====== TEXT PASSAGE

The filtration unit may may include:

an electrolytic cell ; and

a secondary filter chamber;

wherein:

the secondary filter chamber is adapted to receive a secondary filtering medium and is positioned downstream from the electrolytic cell.

The secondary filtering medium is preferably coarser than in the filter chamber, the secondary filter chamber is preferably formed as an elongate chamber with its longitudinal axis running substantially vertically. In a preferred embodiment the secondary filter is formed in an exhaust manifold which is a mirror image of and spaced from an intake manifold.

The intake chamber and secondary filter may be substantially similar in dimensions and spaced either side of an electrolytic cell. Each may include an access port formed in the top end enclosed by a^"n appropriate cap, removable to provide access.

The filtration unit may include:

an electronics bay;

one or more electronic control systems for controlling at least one of pH, temperature, chlorine level, turbidity and timing of operation or other appropriate parameter of a pool;

wherein:

an external surface of the electronics bay is at least partially washed by water transiting the filtration unit, in operation, to thereby cool the one or more electronic controls. The electronics bay may be formed as a removable bucket preferably positioned in an upper section of the secondary filter. The removable bucket may be sealed with a touch screen for operation of the electronic controls.

The filtration unit may include a variable speed pump, the pump having variable speed of operation, preferably at least two different speeds of operation. Most preferably, the pump has a low speed and a high speed operation wherein, the high speed of operation provides greater pressure and volume in water flow. The filtration unit also may have a speed control for selecting a speed of operation of the pump.

Preferably, the filtration unit also includes a bypass manifold, the bypass manifold adapted to selectively channel water to a primary filter chamber or, alternatively to bypass the primary filter chamber. Most preferably the bypass manifold is adapted to channel filtration water into the primary filter chamber when the pump is on high speed and to channel water to bypass the filter chamber on low speed.

============
====== RECORDED INFORMATION

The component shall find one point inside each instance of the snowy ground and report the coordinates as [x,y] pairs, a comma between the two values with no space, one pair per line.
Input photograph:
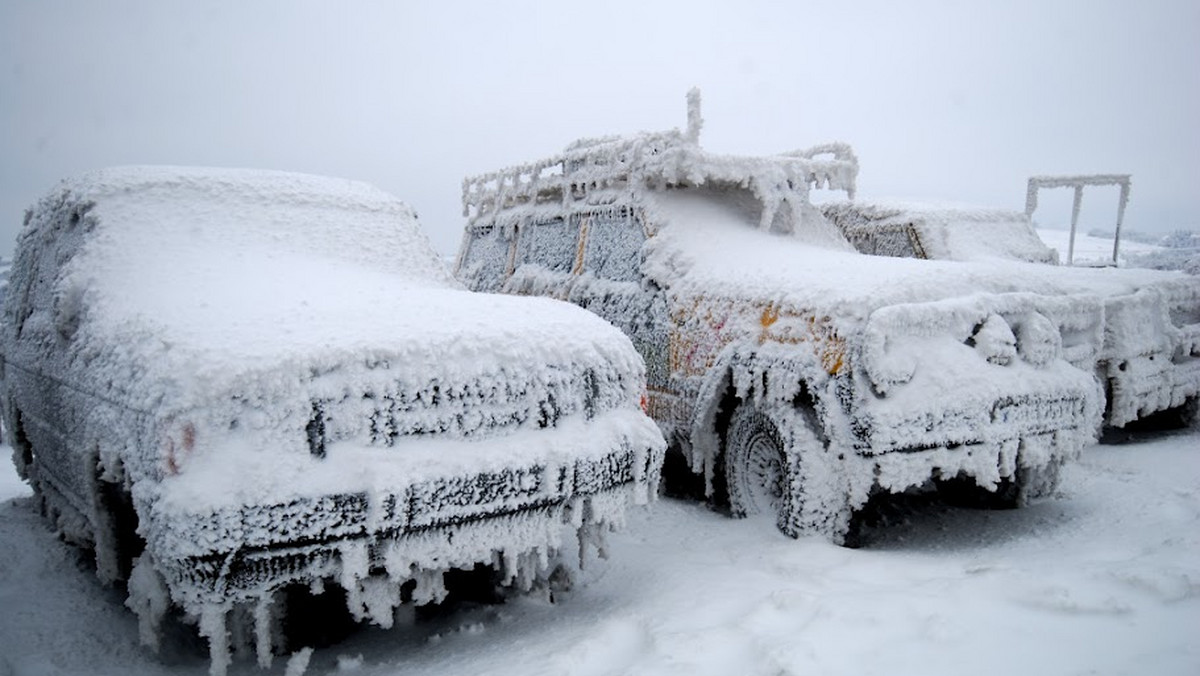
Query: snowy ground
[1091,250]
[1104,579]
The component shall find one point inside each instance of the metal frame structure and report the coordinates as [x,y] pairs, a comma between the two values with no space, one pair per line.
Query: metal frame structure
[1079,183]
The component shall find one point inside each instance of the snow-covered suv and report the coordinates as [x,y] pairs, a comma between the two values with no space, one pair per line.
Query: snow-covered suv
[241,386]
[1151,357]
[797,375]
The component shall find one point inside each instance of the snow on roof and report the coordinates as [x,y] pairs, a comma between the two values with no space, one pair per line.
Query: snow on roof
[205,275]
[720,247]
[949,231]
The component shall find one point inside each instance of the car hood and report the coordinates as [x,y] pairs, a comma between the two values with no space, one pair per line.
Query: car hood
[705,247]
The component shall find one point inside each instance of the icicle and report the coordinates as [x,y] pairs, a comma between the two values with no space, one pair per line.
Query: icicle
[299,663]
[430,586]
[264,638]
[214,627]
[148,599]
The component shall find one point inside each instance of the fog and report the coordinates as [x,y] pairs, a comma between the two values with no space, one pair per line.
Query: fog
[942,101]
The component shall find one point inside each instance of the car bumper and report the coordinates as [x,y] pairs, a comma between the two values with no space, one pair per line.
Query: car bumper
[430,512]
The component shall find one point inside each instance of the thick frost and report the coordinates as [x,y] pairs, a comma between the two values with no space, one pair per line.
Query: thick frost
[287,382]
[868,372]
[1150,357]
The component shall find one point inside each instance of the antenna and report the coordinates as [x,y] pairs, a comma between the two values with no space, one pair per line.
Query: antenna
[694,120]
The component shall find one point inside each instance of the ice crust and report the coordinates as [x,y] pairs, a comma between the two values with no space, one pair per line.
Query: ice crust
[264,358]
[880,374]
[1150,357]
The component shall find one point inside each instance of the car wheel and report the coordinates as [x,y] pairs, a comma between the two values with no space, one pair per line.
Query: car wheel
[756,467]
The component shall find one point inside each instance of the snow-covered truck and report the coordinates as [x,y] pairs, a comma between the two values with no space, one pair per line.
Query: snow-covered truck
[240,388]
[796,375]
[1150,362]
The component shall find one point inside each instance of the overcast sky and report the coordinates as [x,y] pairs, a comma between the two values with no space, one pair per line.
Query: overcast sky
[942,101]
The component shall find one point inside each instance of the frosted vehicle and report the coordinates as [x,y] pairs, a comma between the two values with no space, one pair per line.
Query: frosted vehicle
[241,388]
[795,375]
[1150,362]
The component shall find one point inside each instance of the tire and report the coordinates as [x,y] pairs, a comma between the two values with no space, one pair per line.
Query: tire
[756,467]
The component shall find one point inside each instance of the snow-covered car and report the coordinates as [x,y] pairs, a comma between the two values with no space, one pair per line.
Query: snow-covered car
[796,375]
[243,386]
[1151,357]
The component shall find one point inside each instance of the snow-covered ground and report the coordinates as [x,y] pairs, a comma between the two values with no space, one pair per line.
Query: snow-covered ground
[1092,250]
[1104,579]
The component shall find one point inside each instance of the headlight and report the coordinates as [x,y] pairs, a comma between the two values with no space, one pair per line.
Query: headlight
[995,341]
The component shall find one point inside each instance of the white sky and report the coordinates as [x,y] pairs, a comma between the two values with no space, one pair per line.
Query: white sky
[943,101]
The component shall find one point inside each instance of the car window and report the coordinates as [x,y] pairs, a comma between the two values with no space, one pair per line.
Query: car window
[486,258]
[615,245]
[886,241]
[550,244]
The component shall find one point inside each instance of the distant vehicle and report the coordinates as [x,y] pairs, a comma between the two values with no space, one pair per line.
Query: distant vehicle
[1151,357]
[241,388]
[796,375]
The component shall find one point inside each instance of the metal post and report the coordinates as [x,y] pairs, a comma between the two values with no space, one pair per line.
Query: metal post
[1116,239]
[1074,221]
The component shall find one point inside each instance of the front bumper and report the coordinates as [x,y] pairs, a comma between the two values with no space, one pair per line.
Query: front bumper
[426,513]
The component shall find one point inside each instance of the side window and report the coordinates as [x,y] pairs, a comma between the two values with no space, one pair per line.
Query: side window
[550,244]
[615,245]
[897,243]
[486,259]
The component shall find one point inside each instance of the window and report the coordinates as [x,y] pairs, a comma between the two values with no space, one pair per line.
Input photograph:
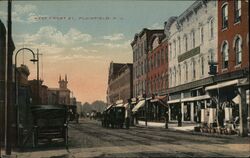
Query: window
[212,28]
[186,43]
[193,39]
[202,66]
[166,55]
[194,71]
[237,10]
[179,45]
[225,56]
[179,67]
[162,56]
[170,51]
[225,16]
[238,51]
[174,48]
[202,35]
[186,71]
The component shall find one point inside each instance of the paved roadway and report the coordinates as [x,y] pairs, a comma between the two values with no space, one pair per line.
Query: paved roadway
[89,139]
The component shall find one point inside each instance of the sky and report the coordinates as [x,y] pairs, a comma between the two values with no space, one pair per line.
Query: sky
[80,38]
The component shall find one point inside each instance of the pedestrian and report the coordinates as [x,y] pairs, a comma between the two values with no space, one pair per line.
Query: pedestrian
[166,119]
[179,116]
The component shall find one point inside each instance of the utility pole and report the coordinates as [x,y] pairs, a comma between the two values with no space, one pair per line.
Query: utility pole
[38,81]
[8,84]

============
====== RECORDED INFORMATION

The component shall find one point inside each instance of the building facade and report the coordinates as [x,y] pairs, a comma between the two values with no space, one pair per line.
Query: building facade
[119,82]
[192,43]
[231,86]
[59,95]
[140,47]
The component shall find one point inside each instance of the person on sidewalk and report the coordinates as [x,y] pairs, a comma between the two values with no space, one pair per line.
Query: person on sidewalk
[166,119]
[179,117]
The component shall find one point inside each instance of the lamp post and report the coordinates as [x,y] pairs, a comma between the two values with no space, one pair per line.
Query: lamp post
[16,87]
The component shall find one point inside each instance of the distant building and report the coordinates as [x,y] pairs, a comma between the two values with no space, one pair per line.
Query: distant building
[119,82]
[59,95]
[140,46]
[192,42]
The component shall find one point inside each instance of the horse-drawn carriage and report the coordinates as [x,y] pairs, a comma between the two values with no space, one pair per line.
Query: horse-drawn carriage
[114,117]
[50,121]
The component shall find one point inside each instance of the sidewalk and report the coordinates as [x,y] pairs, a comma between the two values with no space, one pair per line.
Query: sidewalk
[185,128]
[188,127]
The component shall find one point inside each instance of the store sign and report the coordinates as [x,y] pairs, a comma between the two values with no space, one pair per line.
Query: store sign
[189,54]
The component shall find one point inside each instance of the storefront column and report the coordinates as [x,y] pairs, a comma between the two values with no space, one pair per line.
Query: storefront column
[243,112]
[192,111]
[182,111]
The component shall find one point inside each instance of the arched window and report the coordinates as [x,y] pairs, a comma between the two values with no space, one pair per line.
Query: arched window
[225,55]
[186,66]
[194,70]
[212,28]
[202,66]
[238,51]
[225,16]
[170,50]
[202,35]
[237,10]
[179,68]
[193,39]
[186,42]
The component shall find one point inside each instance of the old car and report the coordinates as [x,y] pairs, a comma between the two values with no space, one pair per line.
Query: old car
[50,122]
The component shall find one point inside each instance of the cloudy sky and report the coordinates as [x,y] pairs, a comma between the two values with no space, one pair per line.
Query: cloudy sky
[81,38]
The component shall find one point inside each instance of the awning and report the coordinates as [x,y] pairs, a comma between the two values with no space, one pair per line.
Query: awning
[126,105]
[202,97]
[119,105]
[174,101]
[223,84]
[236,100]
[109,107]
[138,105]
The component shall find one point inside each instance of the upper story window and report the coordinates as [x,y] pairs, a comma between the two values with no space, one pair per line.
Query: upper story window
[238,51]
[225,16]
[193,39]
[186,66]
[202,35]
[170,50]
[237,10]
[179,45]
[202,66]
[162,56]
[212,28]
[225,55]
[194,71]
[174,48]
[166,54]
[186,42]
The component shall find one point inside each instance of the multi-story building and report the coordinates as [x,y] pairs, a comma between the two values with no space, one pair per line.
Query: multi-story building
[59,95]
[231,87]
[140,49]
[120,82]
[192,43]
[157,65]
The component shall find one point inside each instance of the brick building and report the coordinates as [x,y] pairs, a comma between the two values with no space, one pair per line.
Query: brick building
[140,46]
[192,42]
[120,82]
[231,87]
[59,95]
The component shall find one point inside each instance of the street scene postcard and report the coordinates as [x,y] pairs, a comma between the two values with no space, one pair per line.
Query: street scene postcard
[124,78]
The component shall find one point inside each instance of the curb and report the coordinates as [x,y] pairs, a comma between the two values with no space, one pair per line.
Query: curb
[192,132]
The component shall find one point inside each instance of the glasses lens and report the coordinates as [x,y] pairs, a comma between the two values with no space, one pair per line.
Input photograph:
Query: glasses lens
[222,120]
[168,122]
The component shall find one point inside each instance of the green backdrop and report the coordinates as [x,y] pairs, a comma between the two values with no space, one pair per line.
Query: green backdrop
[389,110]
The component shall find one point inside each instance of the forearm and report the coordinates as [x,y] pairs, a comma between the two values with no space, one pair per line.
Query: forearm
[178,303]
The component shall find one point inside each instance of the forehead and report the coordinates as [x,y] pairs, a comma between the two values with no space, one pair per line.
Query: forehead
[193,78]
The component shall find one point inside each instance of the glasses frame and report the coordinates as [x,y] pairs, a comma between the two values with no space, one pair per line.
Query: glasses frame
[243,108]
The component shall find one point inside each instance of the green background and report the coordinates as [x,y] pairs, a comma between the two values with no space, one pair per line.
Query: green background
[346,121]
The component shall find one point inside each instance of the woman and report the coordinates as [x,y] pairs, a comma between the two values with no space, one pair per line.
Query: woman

============
====== RECORDED INFORMATION

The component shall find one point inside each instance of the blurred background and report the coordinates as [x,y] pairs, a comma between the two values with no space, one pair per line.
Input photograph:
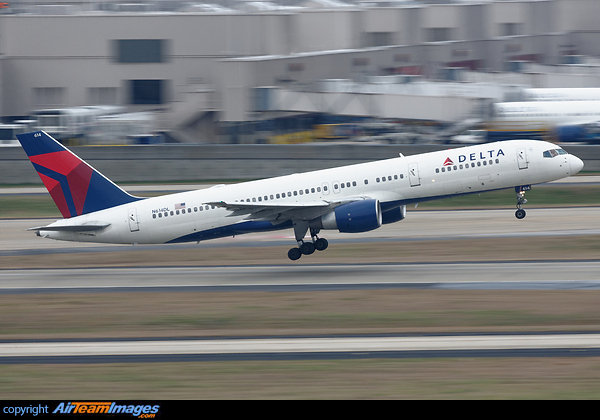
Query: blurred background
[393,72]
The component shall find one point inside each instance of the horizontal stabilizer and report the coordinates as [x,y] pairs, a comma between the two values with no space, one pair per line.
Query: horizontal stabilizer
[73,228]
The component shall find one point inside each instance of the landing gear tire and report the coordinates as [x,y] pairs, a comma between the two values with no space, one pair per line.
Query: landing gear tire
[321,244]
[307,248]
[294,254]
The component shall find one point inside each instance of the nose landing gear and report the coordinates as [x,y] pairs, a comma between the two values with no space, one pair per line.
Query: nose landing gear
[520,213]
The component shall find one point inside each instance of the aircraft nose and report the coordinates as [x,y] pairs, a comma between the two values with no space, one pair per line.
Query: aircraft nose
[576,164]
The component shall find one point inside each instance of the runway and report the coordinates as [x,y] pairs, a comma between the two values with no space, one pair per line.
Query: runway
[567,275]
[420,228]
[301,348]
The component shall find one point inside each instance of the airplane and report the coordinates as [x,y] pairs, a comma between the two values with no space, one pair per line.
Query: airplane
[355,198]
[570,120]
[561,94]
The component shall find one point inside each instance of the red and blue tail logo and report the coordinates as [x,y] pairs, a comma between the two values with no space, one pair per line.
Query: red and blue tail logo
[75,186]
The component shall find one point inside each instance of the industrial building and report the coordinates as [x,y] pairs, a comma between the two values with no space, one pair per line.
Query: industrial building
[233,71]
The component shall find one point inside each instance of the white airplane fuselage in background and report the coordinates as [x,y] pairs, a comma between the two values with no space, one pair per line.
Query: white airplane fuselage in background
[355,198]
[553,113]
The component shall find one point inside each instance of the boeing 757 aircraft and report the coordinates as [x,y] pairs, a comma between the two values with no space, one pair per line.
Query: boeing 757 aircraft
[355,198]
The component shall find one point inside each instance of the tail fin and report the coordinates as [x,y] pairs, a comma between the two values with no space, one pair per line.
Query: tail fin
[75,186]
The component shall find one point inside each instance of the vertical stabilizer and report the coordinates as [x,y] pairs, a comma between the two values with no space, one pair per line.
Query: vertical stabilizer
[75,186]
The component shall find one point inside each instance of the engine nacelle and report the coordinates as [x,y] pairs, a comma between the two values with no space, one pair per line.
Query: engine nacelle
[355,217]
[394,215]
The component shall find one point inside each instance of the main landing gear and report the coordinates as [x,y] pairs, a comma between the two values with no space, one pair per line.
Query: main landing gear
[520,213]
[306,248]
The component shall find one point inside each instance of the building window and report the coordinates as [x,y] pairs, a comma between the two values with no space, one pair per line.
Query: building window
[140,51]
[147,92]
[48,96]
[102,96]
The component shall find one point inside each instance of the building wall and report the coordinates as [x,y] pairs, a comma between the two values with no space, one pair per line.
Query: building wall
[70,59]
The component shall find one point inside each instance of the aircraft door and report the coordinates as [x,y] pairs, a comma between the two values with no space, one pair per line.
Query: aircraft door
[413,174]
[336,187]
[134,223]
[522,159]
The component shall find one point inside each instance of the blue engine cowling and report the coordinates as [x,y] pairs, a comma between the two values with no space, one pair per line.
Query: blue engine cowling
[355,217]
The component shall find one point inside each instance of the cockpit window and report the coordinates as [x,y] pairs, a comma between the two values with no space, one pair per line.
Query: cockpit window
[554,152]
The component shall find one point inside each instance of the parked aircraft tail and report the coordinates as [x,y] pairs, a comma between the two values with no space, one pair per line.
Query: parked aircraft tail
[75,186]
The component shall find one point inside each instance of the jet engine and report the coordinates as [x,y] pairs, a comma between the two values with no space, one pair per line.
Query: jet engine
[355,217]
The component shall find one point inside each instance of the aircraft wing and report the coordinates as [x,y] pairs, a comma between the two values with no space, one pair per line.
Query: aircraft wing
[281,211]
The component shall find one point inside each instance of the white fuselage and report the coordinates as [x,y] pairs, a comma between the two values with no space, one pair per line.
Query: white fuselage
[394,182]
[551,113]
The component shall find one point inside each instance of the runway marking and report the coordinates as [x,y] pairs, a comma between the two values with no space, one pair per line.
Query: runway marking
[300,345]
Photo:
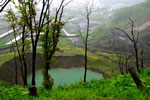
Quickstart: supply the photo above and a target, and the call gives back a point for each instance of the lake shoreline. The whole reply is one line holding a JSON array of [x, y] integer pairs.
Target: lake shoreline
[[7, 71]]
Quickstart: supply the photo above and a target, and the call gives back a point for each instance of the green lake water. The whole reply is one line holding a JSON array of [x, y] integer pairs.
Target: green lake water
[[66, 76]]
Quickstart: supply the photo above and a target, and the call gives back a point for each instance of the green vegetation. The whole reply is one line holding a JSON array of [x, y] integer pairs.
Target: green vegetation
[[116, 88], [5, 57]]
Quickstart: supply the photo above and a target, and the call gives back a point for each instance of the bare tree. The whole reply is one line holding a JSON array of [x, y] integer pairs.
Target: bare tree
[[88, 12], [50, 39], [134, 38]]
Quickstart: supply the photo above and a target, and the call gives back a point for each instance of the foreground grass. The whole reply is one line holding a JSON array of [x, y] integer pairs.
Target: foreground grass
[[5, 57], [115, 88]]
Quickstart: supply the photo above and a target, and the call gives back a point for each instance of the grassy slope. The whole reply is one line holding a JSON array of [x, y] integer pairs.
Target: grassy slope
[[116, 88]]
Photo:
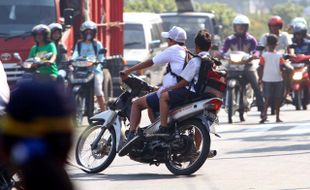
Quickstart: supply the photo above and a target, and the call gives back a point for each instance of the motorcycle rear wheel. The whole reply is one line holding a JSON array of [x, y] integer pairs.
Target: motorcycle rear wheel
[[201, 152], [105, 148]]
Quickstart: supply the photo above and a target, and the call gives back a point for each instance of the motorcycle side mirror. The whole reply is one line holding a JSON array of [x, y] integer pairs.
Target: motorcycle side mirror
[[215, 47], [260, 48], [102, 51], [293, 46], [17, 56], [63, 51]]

============

#### [REQUIRED WORK]
1/ Summarize the passage on the pool filtration unit in two sentences.
2/ Continue the description of the pool filtration unit from its last sentence.

#### [SOLVED PROBLEMS]
1/ The filtration unit may include an electrolytic cell, a secondary filter chamber downstream of it, and an electronics bay whose controls are cooled by water passing through the unit. It may also have a variable speed pump and a bypass manifold that channels water into the primary filter chamber at high speed and around it at low speed.

2/
The bypass manifold may comprise a switch mechanism for channeling the water in one of the above alternative pathways. The switch mechanism may include a solenoid switch controlled by a bypass electronic control to divert water as appropriate. Alternatively, the switch mechanism may comprise a resiliently biased flap, the resiliently biased flap urged into an open position when the pump is on high speed and sufficiently biased to close when the pump is on low speed, channeling water through the primary filter when open and channeling water to bypass the primary filter when closed.

The filtration unit may also include a turbidity monitor to monitor the turbidity of incoming water from the pool to thereby activate the solenoid switch and/or change the speed of the pump when the turbidity crosses a preselected threshold limit or range, whereby, the primary filter is utilised when the turbidity is above the preselected threshold limit or range; and the primary filter is bypassed when the turbidity is below the preselected threshold limit or range. The filtration unit may include a control to otherwise operate the speed of the pump.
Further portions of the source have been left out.